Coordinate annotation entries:
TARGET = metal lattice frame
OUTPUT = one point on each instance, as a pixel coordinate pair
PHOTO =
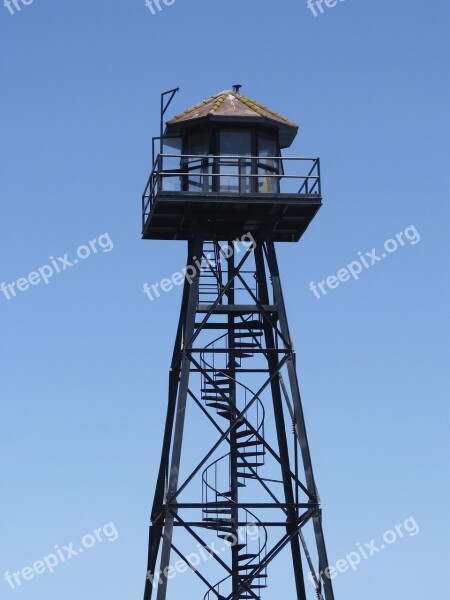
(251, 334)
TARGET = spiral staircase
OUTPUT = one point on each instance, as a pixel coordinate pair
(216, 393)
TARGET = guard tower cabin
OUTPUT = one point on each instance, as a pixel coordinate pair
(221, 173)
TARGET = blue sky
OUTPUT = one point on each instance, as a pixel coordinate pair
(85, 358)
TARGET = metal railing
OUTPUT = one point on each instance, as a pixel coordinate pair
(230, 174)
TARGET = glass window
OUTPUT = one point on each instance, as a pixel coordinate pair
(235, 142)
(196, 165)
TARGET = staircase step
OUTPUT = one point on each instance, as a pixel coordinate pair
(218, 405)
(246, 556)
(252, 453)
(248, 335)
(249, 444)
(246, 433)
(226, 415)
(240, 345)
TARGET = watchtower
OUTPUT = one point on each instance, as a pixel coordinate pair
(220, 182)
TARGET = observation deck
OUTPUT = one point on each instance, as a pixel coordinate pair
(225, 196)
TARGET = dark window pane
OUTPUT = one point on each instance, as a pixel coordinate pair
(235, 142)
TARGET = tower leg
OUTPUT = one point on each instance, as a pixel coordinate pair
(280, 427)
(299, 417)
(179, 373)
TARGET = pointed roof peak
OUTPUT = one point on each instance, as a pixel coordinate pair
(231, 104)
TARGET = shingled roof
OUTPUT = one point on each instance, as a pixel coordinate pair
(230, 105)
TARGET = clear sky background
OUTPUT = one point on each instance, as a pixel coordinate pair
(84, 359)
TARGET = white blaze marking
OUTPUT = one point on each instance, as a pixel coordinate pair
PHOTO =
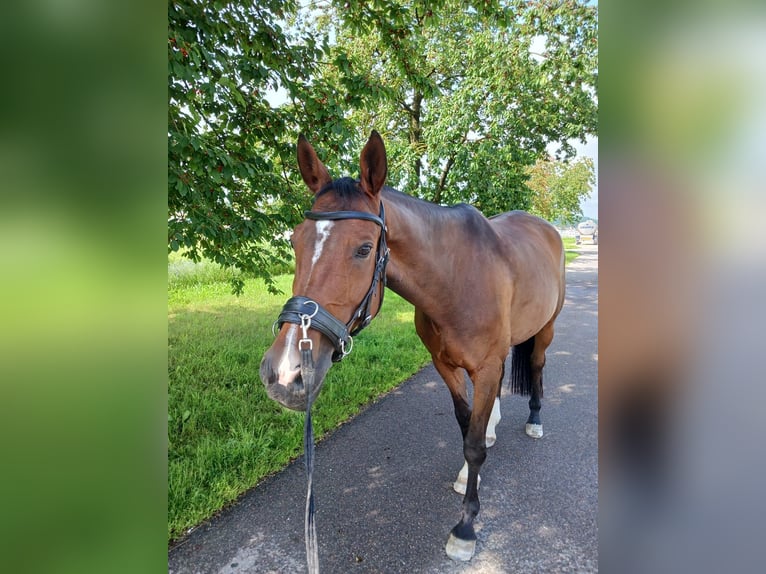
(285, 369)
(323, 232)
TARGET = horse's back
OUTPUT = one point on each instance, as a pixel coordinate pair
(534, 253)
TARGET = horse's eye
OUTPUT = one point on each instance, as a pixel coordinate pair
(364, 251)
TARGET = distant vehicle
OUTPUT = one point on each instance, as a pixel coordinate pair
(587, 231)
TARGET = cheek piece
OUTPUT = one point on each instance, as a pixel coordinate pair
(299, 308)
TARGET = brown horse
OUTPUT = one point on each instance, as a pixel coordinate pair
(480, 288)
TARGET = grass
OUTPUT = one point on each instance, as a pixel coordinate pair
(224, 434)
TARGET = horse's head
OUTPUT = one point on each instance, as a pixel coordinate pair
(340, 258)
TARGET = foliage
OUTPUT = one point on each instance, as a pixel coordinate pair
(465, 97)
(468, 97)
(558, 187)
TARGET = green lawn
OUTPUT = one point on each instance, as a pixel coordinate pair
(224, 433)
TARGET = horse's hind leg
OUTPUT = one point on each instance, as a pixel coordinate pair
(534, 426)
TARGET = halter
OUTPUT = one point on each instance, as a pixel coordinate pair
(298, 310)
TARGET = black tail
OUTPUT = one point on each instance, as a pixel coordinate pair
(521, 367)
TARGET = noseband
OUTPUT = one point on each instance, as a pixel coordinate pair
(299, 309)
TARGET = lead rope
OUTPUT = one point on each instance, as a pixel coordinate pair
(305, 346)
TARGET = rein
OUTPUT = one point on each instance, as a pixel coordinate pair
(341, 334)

## REQUEST
Write out again every line of the rows, starting at the line containing "TARGET = horse's eye" and ending at the last line of the rows, requests included, and shift each number in the coordinates up by 11.

## SOLVED EXERCISE
TARGET = horse's eye
OUTPUT = one point on each instance, as a pixel coordinate pair
(375, 262)
TARGET = distant vehicle
OUTPUT = one point on each instance, as a pixel coordinate pair
(598, 242)
TARGET = cheek piece
OUTPUT = one point on each instance, as a pixel coordinate pair
(310, 319)
TARGET = brown horse
OUTPUT = one point on each instance, as a pixel coordinate pair
(491, 299)
TARGET = grass
OUTPUT = one point on each instance, as a pixel coordinate pair
(235, 445)
TARGET = horse's head
OUTPUT = one point on each instance, as a pixel coordinate pair
(351, 269)
TARGET = foliage
OUTPUT = one point on each instance, as a pixel coordinate pair
(476, 108)
(479, 108)
(569, 198)
TARGET = green lawn
OUTPUT = one point on each instance, as a pixel coordinate pair
(235, 444)
TARGET = horse's hind leg
OUTPUT = one point on each instance, as a pixel coordinate pair
(545, 437)
TARGET = halter
OUTPUT = one point on each instance, as a pixel coordinate pair
(309, 321)
TARGET = black tail
OUTPUT = one point on each instance, as a pixel coordinate pair
(532, 378)
TARGET = noseband
OUTPUT = one point on each instance, as a pixel coordinate pair
(310, 320)
TARGET = lead rope
OUTPUT = one point on each instance, as a pixel coordinate pair
(316, 357)
TARGET = rein
OUTPUT = one point on each instance, as a pixel coordinate pair
(352, 345)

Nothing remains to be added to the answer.